PASSAGE TO READ:
=== Section Start ===

I have a little over 17,000 miles on my Model 3 AWD, built in October 2018 and delivered in November 2018 (very similar to @GDN.) Over the first 15 months, it was used in a fairly broad range of its battery (e.g., often going below 50%), and the full rated miles stayed in a fairly narrow range, varying between 305 and 312 miles. It most recently showed 310 miles in February (not similar to @GDN).

Since then, a lot has changed. It took about 4 months to put 1000 miles on it. The full range value started to decline just a bit, slowly drifting down to 300 miles. Not a big deal. Degradation is real and I understand this is a guess-o-meter. But I also thought that the little use and narrow range had made it forget its capacity. So I did one round of the battery balancing routine. While @JWardell described that letting it sit after the drive, you can watch it increase in range, I live in a parallel and opposite universe and that little snot of a car of mine decreased by 6% over the next 3 hours. She was a very busy and noisy car during that time. When she quieted down and Teslafi said she had gone to sleep, I plugged her in and charged to 90%. The 100% charge equivalent was down to 294 miles, a full 2% less than it had been.

The next day I wanted to see if this estimate was for real and charged her to 100% (driving her back down to 90% immediately afterwards). The actual full charge showed 293 miles.

I do keep my battery meter on percentage and only look at the full range equivalent after I charge. Noting these things is not preventing me from massively enjoying the car. I do not need the range to be anywhere as high as it is. But the behavior/algorithm of the BMS has always intrigued me, as well as the vast differences that different owners report.

Here is my Teslafi plot (blue is me, green is Teslafi fleet average) along with the supporting data for the past 5 months. Of note is that the outside temp is in the 80's for the most recent charges, and I happened to do the rebalance routine right after 2020.24.6.4 was installed. I'm very curious where this is going to go from here.


----------



## sduck (Nov 23, 2017)

Bigriver said:


> The actual full charge showed 293 miles.


See my post #52 in this thread - https://teslamotorsclub.com/tmc/threads/model-3-range-decreased-again.190934/page-3#post-4825352


----------



## Bigriver (Jan 26, 2018)

sduck said:


> See my post #52 in this thread - https://teslamotorsclub.com/tmc/threads/model-3-range-decreased-again.190934/page-3#post-4825352


Thanks. It is actually good to know that Tesla is seeing widespread BMS range loss during the reduced driving of the pandemic. Unfortunately, if the answer is to charge less often that won't do much for me. I've only plugged in about once a week, on average.

On an interesting side note, my model X, on the same firmware version as my 3, is having none of this nonsense. It has sat at a range of 280 miles, +/-1, for about the past 25,000 miles.


----------



## JWardell (May 9, 2016)

Yes, it seems most range/capacity algorithm estimates have been negatively affective by less commuting and less regular driving. Mine certainly has.
I think another consequence is getting software updates much later, I'm in the last few percent in folks downloading an update this summer. Maybe Tesla has it out for me, but I'm betting it's because is not spending hours awake charging each night while sitting on wifi, instead it's asleep and not charging for most of the week.


----------



## PaulK (Oct 2, 2017)

Updating to 28.5 has returned my 2018 LR RWD to 315-318 miles of calculated 100% range. (Since last Summer, until this update, calculated 100% was in the 306-310 range). By “calculated” I also mean the max range displayed on the app when I temporarily slide the charge set point to max 

Since March, due to the low pandemic usage, I’ve been mostly keeping the battery between 40-70%.


----------

=== Section End ===

TASK PROMPT: Change "firmware version" to "software version" and write out the part of the forum thread that begins with the words containing "Thanks. It is" and ends with "past 25,000 miles.". Rely on the forum thread alone for what follows.

Stored rows
=== Section Start ===

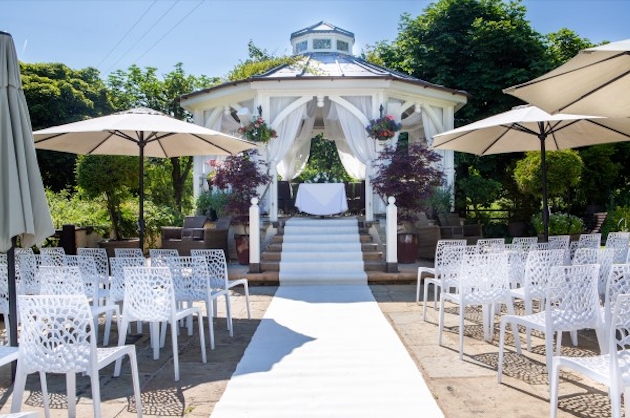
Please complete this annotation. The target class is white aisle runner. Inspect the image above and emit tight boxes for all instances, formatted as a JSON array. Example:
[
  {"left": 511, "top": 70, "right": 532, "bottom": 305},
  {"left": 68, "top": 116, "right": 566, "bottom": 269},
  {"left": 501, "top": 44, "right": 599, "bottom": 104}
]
[{"left": 211, "top": 285, "right": 443, "bottom": 418}]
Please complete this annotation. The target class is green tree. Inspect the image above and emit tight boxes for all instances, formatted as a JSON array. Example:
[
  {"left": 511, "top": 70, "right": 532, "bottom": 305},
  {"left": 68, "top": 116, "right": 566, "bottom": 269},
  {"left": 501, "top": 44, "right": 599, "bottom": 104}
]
[
  {"left": 20, "top": 63, "right": 112, "bottom": 191},
  {"left": 107, "top": 62, "right": 219, "bottom": 214},
  {"left": 514, "top": 149, "right": 584, "bottom": 210},
  {"left": 76, "top": 155, "right": 138, "bottom": 240}
]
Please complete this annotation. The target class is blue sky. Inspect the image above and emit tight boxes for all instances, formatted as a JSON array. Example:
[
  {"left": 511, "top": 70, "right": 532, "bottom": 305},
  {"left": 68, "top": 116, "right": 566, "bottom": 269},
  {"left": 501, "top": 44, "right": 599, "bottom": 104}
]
[{"left": 0, "top": 0, "right": 630, "bottom": 76}]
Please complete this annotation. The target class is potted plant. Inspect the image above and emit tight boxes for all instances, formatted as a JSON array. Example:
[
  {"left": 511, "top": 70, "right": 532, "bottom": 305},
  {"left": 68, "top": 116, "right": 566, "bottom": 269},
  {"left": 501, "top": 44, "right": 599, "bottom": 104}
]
[
  {"left": 209, "top": 150, "right": 271, "bottom": 265},
  {"left": 371, "top": 142, "right": 444, "bottom": 263},
  {"left": 532, "top": 213, "right": 584, "bottom": 240}
]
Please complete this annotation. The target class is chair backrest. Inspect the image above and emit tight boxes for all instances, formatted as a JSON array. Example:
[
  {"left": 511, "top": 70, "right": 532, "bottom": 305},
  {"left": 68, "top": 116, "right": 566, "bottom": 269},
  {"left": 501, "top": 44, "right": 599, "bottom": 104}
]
[
  {"left": 459, "top": 252, "right": 510, "bottom": 304},
  {"left": 512, "top": 237, "right": 538, "bottom": 248},
  {"left": 123, "top": 266, "right": 175, "bottom": 322},
  {"left": 477, "top": 238, "right": 505, "bottom": 253},
  {"left": 434, "top": 239, "right": 466, "bottom": 276},
  {"left": 571, "top": 248, "right": 615, "bottom": 299},
  {"left": 114, "top": 248, "right": 144, "bottom": 257},
  {"left": 37, "top": 266, "right": 85, "bottom": 296},
  {"left": 523, "top": 249, "right": 565, "bottom": 299},
  {"left": 604, "top": 264, "right": 630, "bottom": 334},
  {"left": 39, "top": 247, "right": 66, "bottom": 266},
  {"left": 109, "top": 257, "right": 147, "bottom": 302},
  {"left": 149, "top": 248, "right": 179, "bottom": 267},
  {"left": 545, "top": 264, "right": 603, "bottom": 332},
  {"left": 190, "top": 248, "right": 229, "bottom": 289},
  {"left": 64, "top": 255, "right": 101, "bottom": 303},
  {"left": 166, "top": 256, "right": 209, "bottom": 302},
  {"left": 77, "top": 247, "right": 110, "bottom": 283},
  {"left": 18, "top": 295, "right": 96, "bottom": 373},
  {"left": 606, "top": 231, "right": 630, "bottom": 264}
]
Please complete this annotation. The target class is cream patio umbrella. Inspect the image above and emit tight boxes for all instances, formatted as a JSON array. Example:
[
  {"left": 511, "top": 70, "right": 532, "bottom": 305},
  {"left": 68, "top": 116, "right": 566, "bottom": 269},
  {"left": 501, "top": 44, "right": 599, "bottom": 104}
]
[
  {"left": 503, "top": 39, "right": 630, "bottom": 117},
  {"left": 433, "top": 106, "right": 630, "bottom": 241},
  {"left": 0, "top": 32, "right": 55, "bottom": 345},
  {"left": 33, "top": 107, "right": 256, "bottom": 248}
]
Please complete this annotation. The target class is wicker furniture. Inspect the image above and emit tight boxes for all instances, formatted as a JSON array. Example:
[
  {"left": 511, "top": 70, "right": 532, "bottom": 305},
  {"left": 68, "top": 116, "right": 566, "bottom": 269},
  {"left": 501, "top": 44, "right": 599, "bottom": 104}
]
[{"left": 162, "top": 216, "right": 230, "bottom": 256}]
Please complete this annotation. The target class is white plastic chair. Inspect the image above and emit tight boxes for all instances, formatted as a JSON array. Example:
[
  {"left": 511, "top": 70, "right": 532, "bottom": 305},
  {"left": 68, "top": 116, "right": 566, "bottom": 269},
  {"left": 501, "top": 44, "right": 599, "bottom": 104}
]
[
  {"left": 11, "top": 295, "right": 142, "bottom": 417},
  {"left": 438, "top": 247, "right": 514, "bottom": 360},
  {"left": 114, "top": 248, "right": 144, "bottom": 257},
  {"left": 149, "top": 248, "right": 179, "bottom": 267},
  {"left": 549, "top": 294, "right": 630, "bottom": 418},
  {"left": 416, "top": 239, "right": 466, "bottom": 321},
  {"left": 166, "top": 256, "right": 233, "bottom": 350},
  {"left": 510, "top": 250, "right": 566, "bottom": 351},
  {"left": 39, "top": 247, "right": 66, "bottom": 266},
  {"left": 605, "top": 231, "right": 630, "bottom": 264},
  {"left": 37, "top": 266, "right": 120, "bottom": 346},
  {"left": 115, "top": 267, "right": 207, "bottom": 382},
  {"left": 498, "top": 264, "right": 604, "bottom": 383},
  {"left": 190, "top": 249, "right": 252, "bottom": 335},
  {"left": 512, "top": 237, "right": 538, "bottom": 248},
  {"left": 77, "top": 247, "right": 110, "bottom": 287},
  {"left": 571, "top": 248, "right": 615, "bottom": 302}
]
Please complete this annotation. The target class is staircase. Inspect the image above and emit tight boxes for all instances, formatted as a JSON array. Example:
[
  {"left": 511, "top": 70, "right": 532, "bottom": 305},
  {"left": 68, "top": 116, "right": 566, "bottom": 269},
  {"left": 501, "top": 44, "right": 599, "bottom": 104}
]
[{"left": 258, "top": 217, "right": 392, "bottom": 284}]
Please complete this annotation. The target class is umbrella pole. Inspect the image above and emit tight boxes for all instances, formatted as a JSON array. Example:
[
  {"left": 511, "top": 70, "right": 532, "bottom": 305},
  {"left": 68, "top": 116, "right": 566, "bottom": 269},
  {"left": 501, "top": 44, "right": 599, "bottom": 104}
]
[
  {"left": 538, "top": 122, "right": 549, "bottom": 242},
  {"left": 7, "top": 237, "right": 17, "bottom": 381},
  {"left": 138, "top": 138, "right": 146, "bottom": 251}
]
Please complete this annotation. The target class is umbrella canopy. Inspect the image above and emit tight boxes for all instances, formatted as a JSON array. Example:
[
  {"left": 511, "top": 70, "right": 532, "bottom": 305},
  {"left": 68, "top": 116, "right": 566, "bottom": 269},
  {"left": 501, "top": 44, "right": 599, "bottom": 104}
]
[
  {"left": 503, "top": 39, "right": 630, "bottom": 117},
  {"left": 33, "top": 108, "right": 256, "bottom": 248},
  {"left": 0, "top": 32, "right": 55, "bottom": 350},
  {"left": 433, "top": 106, "right": 630, "bottom": 240}
]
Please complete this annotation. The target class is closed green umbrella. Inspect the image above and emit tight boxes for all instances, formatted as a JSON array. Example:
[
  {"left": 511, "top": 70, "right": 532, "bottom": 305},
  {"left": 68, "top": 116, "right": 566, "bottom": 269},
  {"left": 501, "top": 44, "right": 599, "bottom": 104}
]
[{"left": 0, "top": 32, "right": 55, "bottom": 345}]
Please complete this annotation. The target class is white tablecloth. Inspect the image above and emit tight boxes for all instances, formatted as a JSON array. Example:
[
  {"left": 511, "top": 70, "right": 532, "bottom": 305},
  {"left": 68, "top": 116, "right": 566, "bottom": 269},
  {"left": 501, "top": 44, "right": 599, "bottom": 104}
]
[{"left": 295, "top": 183, "right": 348, "bottom": 215}]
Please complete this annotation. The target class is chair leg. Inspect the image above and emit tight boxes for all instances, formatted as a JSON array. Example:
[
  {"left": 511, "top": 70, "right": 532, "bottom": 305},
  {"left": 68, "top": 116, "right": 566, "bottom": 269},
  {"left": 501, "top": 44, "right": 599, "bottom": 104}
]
[
  {"left": 549, "top": 361, "right": 560, "bottom": 418},
  {"left": 66, "top": 372, "right": 77, "bottom": 418}
]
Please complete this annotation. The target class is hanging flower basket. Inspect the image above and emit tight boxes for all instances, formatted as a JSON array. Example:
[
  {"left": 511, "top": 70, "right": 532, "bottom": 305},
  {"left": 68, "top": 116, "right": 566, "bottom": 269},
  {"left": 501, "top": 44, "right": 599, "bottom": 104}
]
[
  {"left": 365, "top": 115, "right": 402, "bottom": 141},
  {"left": 238, "top": 116, "right": 278, "bottom": 143}
]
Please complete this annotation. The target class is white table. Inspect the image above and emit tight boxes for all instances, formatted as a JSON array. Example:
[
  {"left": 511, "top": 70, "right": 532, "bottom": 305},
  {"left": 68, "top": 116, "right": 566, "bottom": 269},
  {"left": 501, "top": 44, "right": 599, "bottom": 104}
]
[{"left": 295, "top": 183, "right": 348, "bottom": 215}]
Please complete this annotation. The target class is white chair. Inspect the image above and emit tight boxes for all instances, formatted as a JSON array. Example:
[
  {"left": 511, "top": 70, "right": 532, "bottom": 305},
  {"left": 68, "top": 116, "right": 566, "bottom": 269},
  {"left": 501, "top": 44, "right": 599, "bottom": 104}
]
[
  {"left": 571, "top": 248, "right": 615, "bottom": 302},
  {"left": 476, "top": 238, "right": 505, "bottom": 253},
  {"left": 115, "top": 267, "right": 207, "bottom": 382},
  {"left": 549, "top": 294, "right": 630, "bottom": 418},
  {"left": 114, "top": 248, "right": 144, "bottom": 257},
  {"left": 510, "top": 249, "right": 566, "bottom": 351},
  {"left": 37, "top": 266, "right": 120, "bottom": 346},
  {"left": 190, "top": 248, "right": 252, "bottom": 335},
  {"left": 438, "top": 248, "right": 514, "bottom": 360},
  {"left": 166, "top": 256, "right": 232, "bottom": 350},
  {"left": 605, "top": 231, "right": 630, "bottom": 264},
  {"left": 416, "top": 239, "right": 466, "bottom": 321},
  {"left": 512, "top": 237, "right": 538, "bottom": 248},
  {"left": 149, "top": 248, "right": 179, "bottom": 267},
  {"left": 498, "top": 264, "right": 604, "bottom": 383},
  {"left": 39, "top": 247, "right": 66, "bottom": 266},
  {"left": 11, "top": 295, "right": 142, "bottom": 417},
  {"left": 77, "top": 247, "right": 110, "bottom": 286}
]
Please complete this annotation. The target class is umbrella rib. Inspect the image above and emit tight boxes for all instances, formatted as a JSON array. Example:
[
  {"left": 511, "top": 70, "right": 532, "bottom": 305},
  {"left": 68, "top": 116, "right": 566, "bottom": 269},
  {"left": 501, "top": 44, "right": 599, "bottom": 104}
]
[
  {"left": 503, "top": 51, "right": 628, "bottom": 93},
  {"left": 558, "top": 70, "right": 630, "bottom": 112}
]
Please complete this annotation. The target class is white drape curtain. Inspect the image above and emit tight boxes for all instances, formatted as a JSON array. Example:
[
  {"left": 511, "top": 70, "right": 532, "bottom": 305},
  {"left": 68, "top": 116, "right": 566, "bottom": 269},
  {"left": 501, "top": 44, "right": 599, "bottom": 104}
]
[{"left": 278, "top": 100, "right": 317, "bottom": 180}]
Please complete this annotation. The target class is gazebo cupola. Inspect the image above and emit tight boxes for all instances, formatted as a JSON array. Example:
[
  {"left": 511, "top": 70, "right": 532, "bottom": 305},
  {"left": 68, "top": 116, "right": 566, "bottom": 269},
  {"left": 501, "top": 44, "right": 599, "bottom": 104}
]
[
  {"left": 291, "top": 21, "right": 354, "bottom": 55},
  {"left": 181, "top": 21, "right": 468, "bottom": 222}
]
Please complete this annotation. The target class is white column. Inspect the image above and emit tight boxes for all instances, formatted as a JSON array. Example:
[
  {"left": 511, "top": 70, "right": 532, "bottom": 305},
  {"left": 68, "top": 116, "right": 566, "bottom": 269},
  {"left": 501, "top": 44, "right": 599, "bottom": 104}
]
[{"left": 249, "top": 197, "right": 260, "bottom": 272}]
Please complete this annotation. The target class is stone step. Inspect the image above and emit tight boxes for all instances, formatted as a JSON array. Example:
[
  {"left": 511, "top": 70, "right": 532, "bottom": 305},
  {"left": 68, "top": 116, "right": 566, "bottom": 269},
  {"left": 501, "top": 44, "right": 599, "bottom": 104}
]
[
  {"left": 264, "top": 242, "right": 380, "bottom": 253},
  {"left": 260, "top": 251, "right": 384, "bottom": 262}
]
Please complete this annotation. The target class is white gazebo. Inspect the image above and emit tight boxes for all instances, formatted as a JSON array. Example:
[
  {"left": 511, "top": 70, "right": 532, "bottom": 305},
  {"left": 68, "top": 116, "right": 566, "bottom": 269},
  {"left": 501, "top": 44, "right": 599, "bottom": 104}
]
[{"left": 181, "top": 22, "right": 468, "bottom": 222}]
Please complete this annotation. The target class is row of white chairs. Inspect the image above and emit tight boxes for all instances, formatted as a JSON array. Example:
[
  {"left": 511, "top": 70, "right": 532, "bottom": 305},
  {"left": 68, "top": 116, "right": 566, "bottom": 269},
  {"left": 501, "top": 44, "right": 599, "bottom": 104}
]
[{"left": 417, "top": 237, "right": 630, "bottom": 416}]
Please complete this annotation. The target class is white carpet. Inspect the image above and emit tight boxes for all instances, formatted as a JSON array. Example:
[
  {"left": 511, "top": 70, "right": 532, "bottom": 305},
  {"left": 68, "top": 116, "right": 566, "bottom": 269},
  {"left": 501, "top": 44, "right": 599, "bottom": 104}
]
[
  {"left": 211, "top": 285, "right": 443, "bottom": 418},
  {"left": 279, "top": 217, "right": 367, "bottom": 285}
]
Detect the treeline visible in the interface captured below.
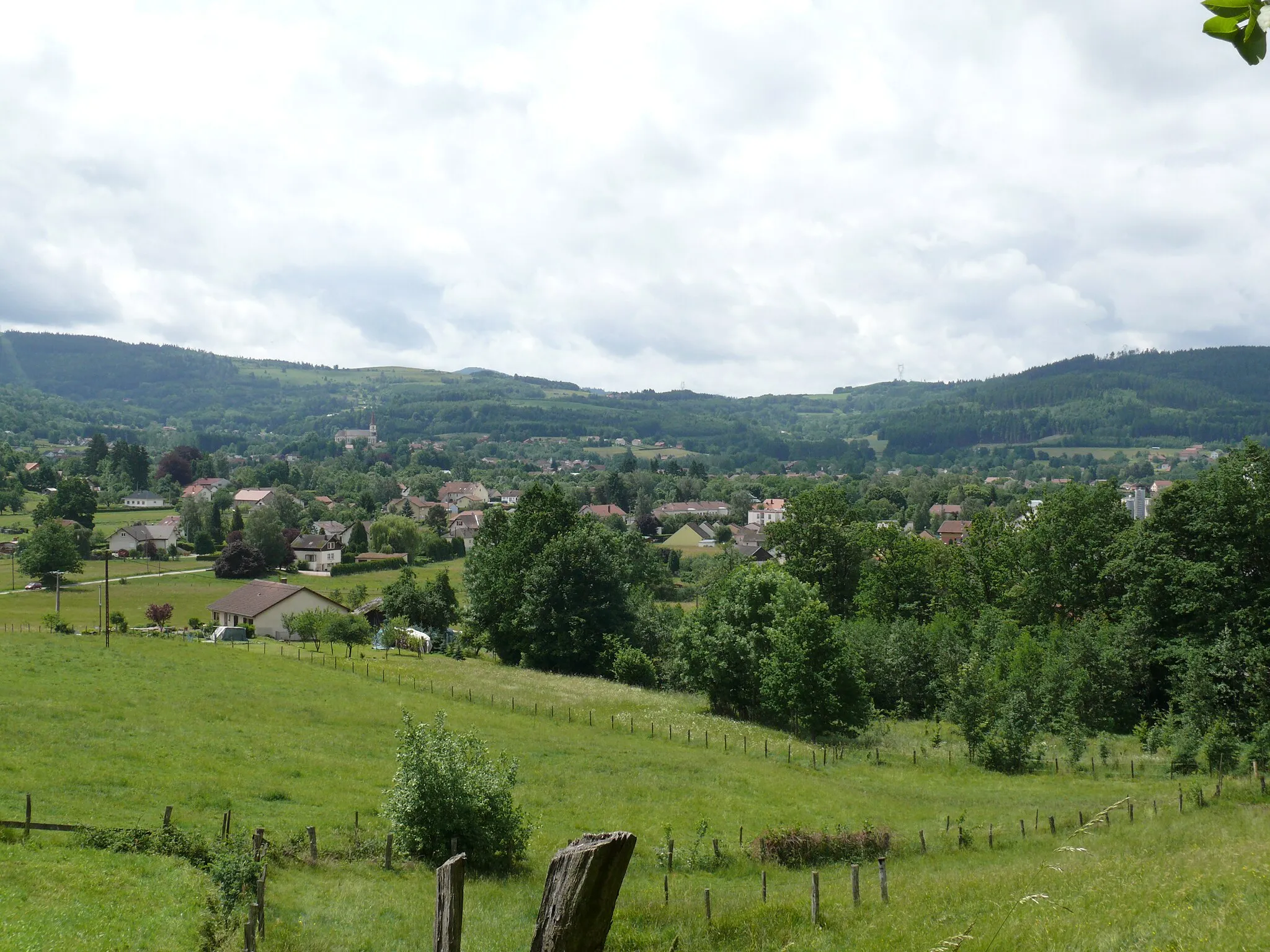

=== Section End ===

TASK SOLUTION:
Thanks. It is actually good to know that Tesla is seeing widespread BMS range loss during the reduced driving of the pandemic. Unfortunately, if the answer is to charge less often that won't do much for me. I've only plugged in about once a week, on average.

On an interesting side note, my model X, on the same software version as my 3, is having none of this nonsense. It has sat at a range of 280 miles, +/-1, for about the past 25,000 miles.